WORK TO COMPLETE: Decide whether each statement agrees with the text on school cadet programs below, answering yes or no and quoting the words of the text that decide it. 1. The South African cadet program was devised for military preparedness. 2. Some schools gave cadets rifle shooting training with .22 rifles. 3. Cadet uniforms included long khaki knee socks and brown boots.

EXTRACT:
_ _ _ _ _

British schools and schools in their Dominions (Australia, Canada, New Zealand, and South Africa) had a cadet program. American schools had comparable programs, the Junior Reserve Officer Training Corps (JROTC). There were also cadet programs in other countris like Austria, France, Ger,any, and Russia, but our information is still limited. These programs have varied greatly in popularity over time and among different countries. At time they have been strongly supported. At other times they have been sharply criticised by groups with pacifistic sentiments. We do not yet have detail on the creation and organization of these programs. Some information is available on their uniforms.
The Cadet program was popular in South Africa during the 1950s and 60s and started to decline since
then. It was devised as a form of discipline and pride, not military preparedness. One was supposed to learn obedience. Most cadets spent their cadet time (spent as extra periods after school) marching and playing instruments in a marching band - drums, cymbals and valveless bugles. Some schools had rifle shooting training, using .22 calibre rifles. These were obviously the better endowed schools with large fields. Uniforms consisted of khaki coloured short pants and shirts with epulettes, long khaki knee socks and brown boots. Sometimes caps were worn. It looked very similar to that worn by the Hitler youth in Nazi
Germany and the type of thinking that promoted the cadet program seemed suspiciously similar.

_ _ _ _ _

PROVIDED DATA:
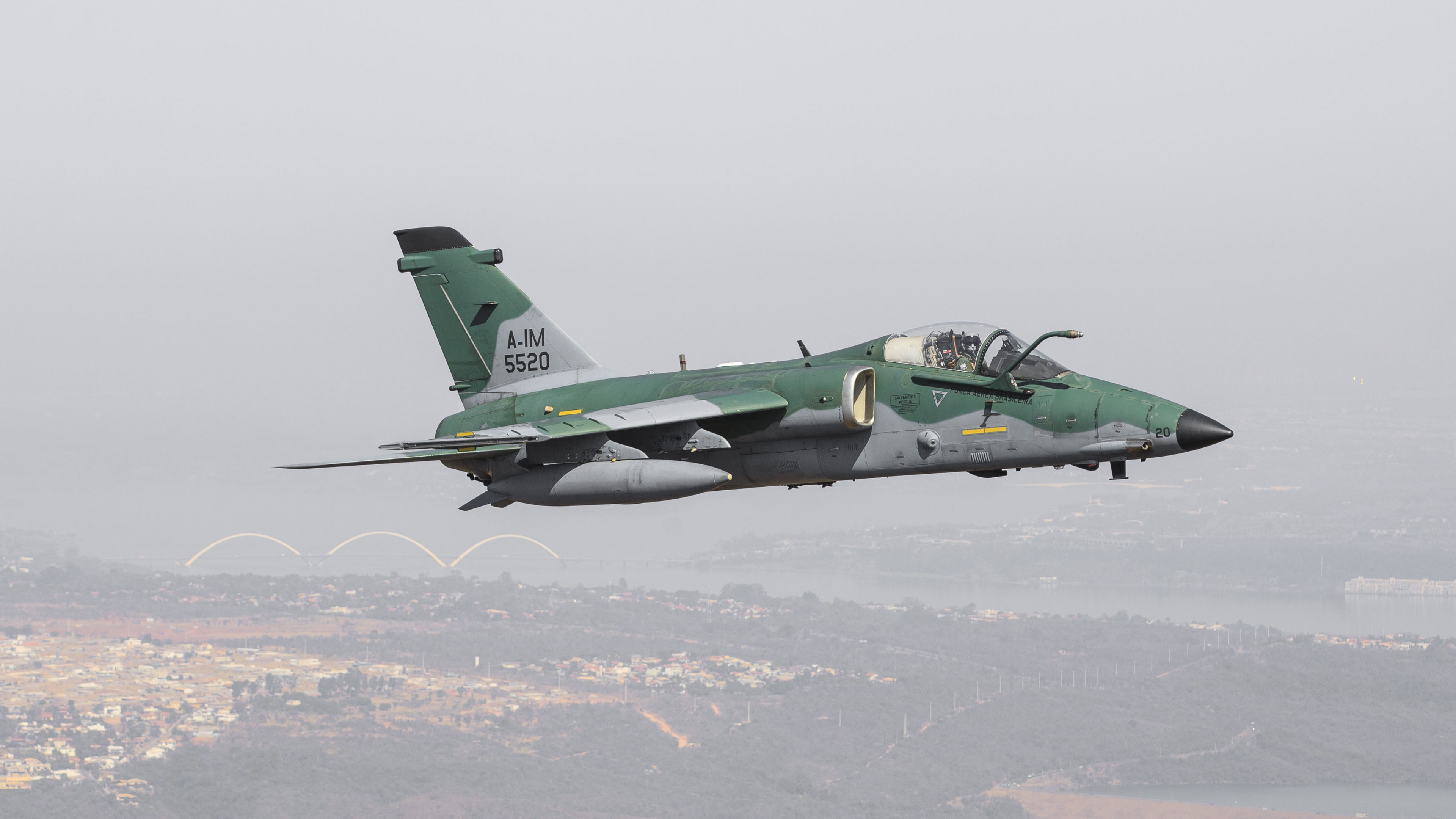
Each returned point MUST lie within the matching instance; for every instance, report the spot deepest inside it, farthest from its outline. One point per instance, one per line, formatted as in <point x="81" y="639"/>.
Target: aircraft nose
<point x="1197" y="430"/>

_ _ _ _ _

ANSWER BELOW:
1. No: "It was devised as a form of discipline and pride, not military preparedness."
2. Yes: "Some schools had rifle shooting training, using .22 calibre rifles."
3. Yes: "long khaki knee socks and brown boots"